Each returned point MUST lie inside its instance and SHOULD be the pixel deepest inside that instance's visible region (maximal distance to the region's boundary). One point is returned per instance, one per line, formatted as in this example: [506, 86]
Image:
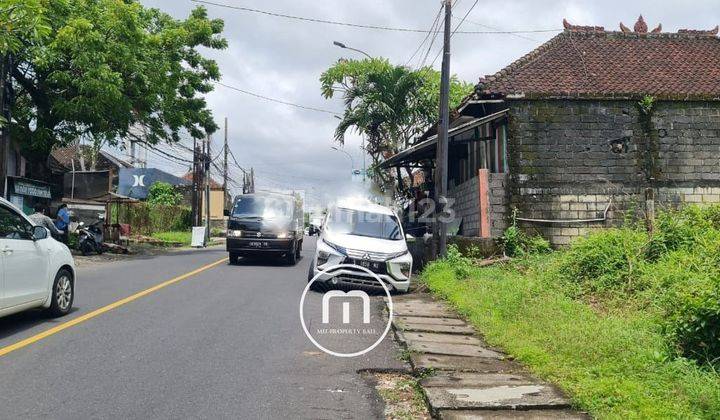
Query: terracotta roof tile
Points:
[587, 61]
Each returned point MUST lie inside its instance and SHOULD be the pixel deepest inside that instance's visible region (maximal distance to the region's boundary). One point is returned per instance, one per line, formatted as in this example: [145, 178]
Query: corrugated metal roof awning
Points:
[426, 149]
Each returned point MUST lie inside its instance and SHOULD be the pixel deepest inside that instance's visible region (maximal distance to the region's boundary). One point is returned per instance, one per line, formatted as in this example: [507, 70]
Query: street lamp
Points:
[352, 161]
[341, 45]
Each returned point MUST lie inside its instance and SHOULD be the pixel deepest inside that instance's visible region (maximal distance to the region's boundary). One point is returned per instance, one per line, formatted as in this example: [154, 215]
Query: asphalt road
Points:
[222, 343]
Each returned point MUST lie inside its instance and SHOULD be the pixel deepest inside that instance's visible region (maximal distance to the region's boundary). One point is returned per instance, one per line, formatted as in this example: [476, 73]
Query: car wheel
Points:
[85, 247]
[311, 270]
[63, 293]
[291, 256]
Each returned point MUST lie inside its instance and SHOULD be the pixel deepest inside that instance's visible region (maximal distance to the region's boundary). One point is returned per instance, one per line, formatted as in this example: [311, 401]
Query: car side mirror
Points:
[39, 232]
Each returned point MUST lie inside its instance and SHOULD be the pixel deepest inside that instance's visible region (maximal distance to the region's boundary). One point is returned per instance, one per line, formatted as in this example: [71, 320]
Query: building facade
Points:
[575, 135]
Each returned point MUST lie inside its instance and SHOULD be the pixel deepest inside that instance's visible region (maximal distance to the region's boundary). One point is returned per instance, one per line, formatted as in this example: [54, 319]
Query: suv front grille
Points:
[371, 255]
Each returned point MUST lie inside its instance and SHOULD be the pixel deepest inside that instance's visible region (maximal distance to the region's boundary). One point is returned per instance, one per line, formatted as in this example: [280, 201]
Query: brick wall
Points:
[569, 159]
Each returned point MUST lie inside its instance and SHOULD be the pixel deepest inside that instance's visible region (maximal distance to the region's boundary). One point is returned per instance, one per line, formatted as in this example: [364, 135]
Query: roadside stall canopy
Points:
[426, 150]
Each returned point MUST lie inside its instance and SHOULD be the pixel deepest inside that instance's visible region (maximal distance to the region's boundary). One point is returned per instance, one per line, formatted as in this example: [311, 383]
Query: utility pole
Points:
[196, 180]
[252, 181]
[225, 151]
[440, 228]
[208, 159]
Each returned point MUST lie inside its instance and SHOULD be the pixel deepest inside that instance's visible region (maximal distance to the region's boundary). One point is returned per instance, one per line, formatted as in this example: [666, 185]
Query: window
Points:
[361, 223]
[13, 226]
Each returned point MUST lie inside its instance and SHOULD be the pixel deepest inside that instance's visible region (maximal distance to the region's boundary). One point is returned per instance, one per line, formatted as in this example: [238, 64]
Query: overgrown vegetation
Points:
[515, 242]
[628, 324]
[146, 219]
[181, 238]
[164, 194]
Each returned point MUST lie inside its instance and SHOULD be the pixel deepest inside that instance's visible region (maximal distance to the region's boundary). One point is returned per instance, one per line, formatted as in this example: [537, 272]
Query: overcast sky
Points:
[280, 58]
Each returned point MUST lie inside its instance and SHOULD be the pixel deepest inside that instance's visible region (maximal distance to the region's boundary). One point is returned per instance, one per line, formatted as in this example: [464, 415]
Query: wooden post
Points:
[650, 210]
[484, 201]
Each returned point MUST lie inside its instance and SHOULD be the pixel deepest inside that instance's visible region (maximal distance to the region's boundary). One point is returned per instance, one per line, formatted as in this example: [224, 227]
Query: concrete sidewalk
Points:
[470, 380]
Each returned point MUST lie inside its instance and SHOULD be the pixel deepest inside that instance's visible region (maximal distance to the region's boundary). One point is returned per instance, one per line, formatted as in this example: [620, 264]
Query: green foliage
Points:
[146, 219]
[96, 68]
[23, 23]
[460, 263]
[608, 260]
[183, 238]
[389, 104]
[612, 363]
[162, 193]
[646, 104]
[516, 243]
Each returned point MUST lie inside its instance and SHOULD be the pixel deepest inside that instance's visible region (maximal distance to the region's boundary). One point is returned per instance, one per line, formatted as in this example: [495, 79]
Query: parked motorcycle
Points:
[90, 238]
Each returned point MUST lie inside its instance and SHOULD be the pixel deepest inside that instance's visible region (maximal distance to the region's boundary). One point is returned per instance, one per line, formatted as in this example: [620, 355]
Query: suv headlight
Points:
[323, 257]
[405, 269]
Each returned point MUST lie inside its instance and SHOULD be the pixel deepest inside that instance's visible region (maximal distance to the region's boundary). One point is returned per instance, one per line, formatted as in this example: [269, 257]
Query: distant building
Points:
[573, 134]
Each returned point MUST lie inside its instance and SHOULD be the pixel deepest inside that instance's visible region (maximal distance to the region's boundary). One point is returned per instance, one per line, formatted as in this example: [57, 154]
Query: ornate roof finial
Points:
[641, 26]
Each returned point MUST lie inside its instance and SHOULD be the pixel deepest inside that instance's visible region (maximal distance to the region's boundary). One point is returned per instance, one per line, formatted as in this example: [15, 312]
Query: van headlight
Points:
[323, 257]
[405, 269]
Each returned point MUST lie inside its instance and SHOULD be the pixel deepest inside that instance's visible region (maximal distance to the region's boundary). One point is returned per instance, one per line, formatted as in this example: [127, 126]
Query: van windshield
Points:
[361, 223]
[262, 207]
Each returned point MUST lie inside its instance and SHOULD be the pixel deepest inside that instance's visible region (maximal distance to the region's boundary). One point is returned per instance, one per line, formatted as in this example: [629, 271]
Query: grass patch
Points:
[614, 363]
[183, 238]
[402, 395]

Requirement:
Above this instruction are the records; retype exactly the lines from the one containing "Query: van windshield" up to and including the one containing "Query: grass patch".

Written response:
Query: van windshield
Points:
[361, 223]
[262, 207]
Each returned point MUST lie inside its instance and SHOULD be the pixel deepest inside that instance's visible region (maximal distance to the region's boundary). One point is returned per instance, one per line, formatted as in this example: [629, 271]
Query: grass patch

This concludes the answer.